Когда Глинка стоял возле барона Розена, то выходил сильный контраст. Глинка был маленького роста, смуглый, живой, с хохолком на лбу, а барон Розен, тип немца, высокий, неподвижный, с маленькой головой, с прилизанными светлыми волосами и светлыми голубоватыми глазами, имевшими какое-то умильное выражение.
Глинка иногда посреди пения тенора Леонова с силою ударял по клавишам рояля, вскакивал со стула и начинал ходить по комнате, закинув голову и заложив пальцы за жилет. Поуспокоясь немного, он выпивал стакан красного вина, бутылка которого всегда стояла перед ним на рояле. После этих репетиций Глинка очень уставал. Я слышала, как он говорил отцу после ухода певцов, что его опера не может иметь успеха, только одна Воробьева споет роль Вани, как следует.
– Это редкая певица, – говорил он, – такие голоса появляются на сцене веками. Надо ее беречь, как драгоценность! А она, вот, в дождь, в слякоть, поехала домой на извозчике, ну, долго ли ей простудить горло! Дирекция ваша олухи, такой певице надо было бы назначить большое жалованье, а не грошовое, чтоб она имела комфорт! Дураки!..
━━━
## КОРОТКОЕ ЗАДАНИЕ 1
Кто, по словам Глинки в тексте о нем, единственный исполнит роль Вани так, как следует?
## КОРОТКОЕ ЗАДАНИЕ 2
Выпишите без изменений фрагмент текста о Глинке, начиная со слов «Глинка иногда посреди» и заканчивая словами «Вани, как следует.» включительно.

## ВЫДЕРЖКА ИЗ ДАННЫХ
━━━
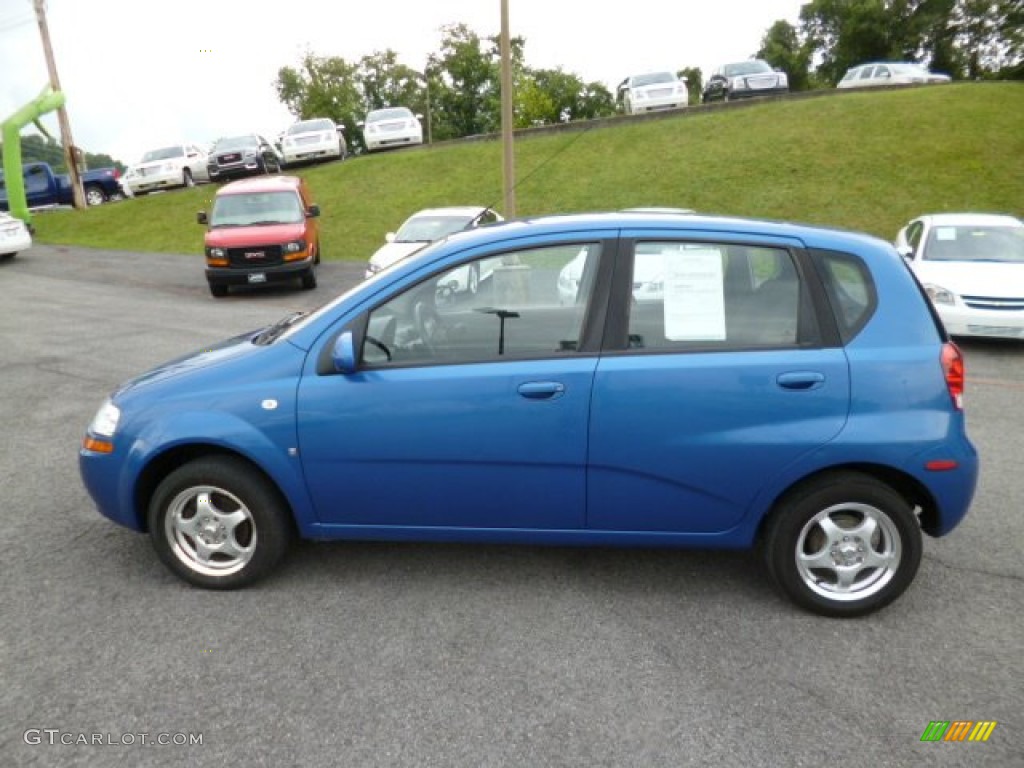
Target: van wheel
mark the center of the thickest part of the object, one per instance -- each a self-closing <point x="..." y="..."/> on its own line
<point x="845" y="545"/>
<point x="218" y="523"/>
━━━
## ПРАВИЛЬНЫЙ ОТВЕТ 1
Воробьева.

## ПРАВИЛЬНЫЙ ОТВЕТ 2
Глинка иногда посреди пения тенора Леонова с силою ударял по клавишам рояля, вскакивал со стула и начинал ходить по комнате, закинув голову и заложив пальцы за жилет. Поуспокоясь немного, он выпивал стакан красного вина, бутылка которого всегда стояла перед ним на рояле. После этих репетиций Глинка очень уставал. Я слышала, как он говорил отцу после ухода певцов, что его опера не может иметь успеха, только одна Воробьева споет роль Вани, как следует.